• [TASK DETAILS]:
Every entry must be given again exactly.

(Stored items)
◇ ◇ ◇ ◇ ◇

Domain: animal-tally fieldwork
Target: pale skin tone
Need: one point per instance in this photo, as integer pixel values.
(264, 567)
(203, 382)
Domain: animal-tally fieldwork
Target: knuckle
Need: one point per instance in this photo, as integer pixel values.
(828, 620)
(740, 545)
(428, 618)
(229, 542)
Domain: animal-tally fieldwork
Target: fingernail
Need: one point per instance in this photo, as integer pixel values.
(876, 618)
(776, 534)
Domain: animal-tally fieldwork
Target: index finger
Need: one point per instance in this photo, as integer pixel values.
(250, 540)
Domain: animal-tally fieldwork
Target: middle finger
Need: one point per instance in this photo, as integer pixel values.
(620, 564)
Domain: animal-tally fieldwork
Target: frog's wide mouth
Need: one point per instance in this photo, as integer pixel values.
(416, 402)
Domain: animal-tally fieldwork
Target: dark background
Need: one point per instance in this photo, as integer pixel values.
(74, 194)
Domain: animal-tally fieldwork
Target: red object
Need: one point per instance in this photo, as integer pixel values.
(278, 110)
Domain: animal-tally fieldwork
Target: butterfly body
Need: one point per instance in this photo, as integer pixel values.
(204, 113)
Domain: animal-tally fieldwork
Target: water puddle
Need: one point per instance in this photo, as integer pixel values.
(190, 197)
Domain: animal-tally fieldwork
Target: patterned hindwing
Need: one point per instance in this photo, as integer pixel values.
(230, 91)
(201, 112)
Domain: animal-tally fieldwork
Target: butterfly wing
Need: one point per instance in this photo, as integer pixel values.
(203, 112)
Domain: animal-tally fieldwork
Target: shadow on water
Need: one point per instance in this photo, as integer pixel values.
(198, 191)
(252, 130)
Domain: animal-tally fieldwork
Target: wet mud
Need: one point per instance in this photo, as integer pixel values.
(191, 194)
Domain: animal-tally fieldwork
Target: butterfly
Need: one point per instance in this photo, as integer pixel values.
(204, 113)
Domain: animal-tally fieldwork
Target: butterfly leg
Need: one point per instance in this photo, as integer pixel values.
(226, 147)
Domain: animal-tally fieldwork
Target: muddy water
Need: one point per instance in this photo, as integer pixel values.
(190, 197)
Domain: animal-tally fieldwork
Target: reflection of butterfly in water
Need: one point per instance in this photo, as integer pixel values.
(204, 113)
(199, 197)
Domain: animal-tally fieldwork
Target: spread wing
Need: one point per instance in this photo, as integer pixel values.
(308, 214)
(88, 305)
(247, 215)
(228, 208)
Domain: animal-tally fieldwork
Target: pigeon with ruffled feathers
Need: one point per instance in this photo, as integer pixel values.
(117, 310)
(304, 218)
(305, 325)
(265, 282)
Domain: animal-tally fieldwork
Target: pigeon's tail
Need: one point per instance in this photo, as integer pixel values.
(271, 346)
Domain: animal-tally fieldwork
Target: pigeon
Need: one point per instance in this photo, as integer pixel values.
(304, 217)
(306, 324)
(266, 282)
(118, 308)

◇ ◇ ◇ ◇ ◇

• [THE COMPLETED TASK]:
Domain: animal-tally fieldwork
Target: pale skin tone
Need: one point per instance in this photo, as integer pixel values.
(264, 567)
(203, 382)
Domain: animal-tally fieldwork
Target: knuckle
Need: one point per instance in this photo, as integer pixel values.
(828, 620)
(740, 545)
(428, 618)
(229, 542)
Domain: animal-tally fieldwork
Target: fingernail
Need: one point per instance in this photo, as integer pixel values.
(876, 618)
(776, 534)
Domain: animal-tally fieldwork
Target: index finger
Need: one point per instance in this photo, as integer pixel values.
(250, 540)
Domain: animal-tally fieldwork
Target: middle finger
Need: one point per instance in this photo, as integer pixel values.
(620, 564)
Domain: animal-tally fieldwork
Target: frog's wide mouth
Need: one point per instance in this photo, as integer pixel values.
(416, 402)
Domain: animal-tally fieldwork
Target: dark background
Need: one point per instance in this photo, as integer pixel values.
(74, 194)
Domain: animal-tally fieldwork
Target: red object
Need: one point per instance in this photo, as integer pixel values.
(278, 110)
Domain: animal-tally fieldwork
Target: butterfly body
Need: one point per instance in this photo, as integer pixel values.
(204, 113)
Domain: animal-tally fieldwork
Target: water puddle
Need: one point per instance in this photo, as integer pixel values.
(190, 197)
Domain: animal-tally fieldwork
Target: patterned hindwing
Need: one point per instance in this photo, as integer pixel values.
(230, 91)
(201, 112)
Domain: animal-tally fieldwork
Target: butterfly wing
Need: one point per instance in this photo, as integer pixel values.
(203, 112)
Domain: animal-tally fieldwork
Target: shadow on water
Need: one point per instance in this photo, as integer pixel values.
(198, 191)
(252, 130)
Domain: animal-tally fieldwork
Target: wet mud
Need: one point per instance in this photo, as integer pixel values.
(191, 194)
Domain: animal-tally fieldwork
Target: butterfly
Need: one point per instance in this photo, as integer pixel values.
(204, 113)
Domain: animal-tally fieldwork
Target: butterfly leg
Need: one point per instance in this photo, as integer pixel values.
(226, 147)
Domain: animal-tally fieldwork
Target: muddy water
Need: one point per instance in this photo, as integer pixel values.
(190, 197)
Domain: animal-tally fieldwork
Target: reflection of butterfly in water
Need: one point per instance in this photo, as integer pixel values.
(204, 113)
(199, 197)
Domain: animal-tally fieldwork
Target: spread wing
Need: one point per instance in this photo, as integer pixel values.
(308, 214)
(88, 305)
(247, 215)
(228, 208)
Domain: animal-tally fieldwork
Target: pigeon with ruffled feathers
Need: one point per instance in this photo, as integer pixel values.
(117, 310)
(304, 218)
(305, 325)
(265, 282)
Domain: animal-tally fieldwork
Target: pigeon's tail
Need: one point per instance in this photo, as integer pixel values.
(271, 346)
Domain: animal-tally fieldwork
Target: pigeon
Need: one point per instance in this photo, as integer pixel values.
(304, 217)
(306, 324)
(266, 282)
(118, 308)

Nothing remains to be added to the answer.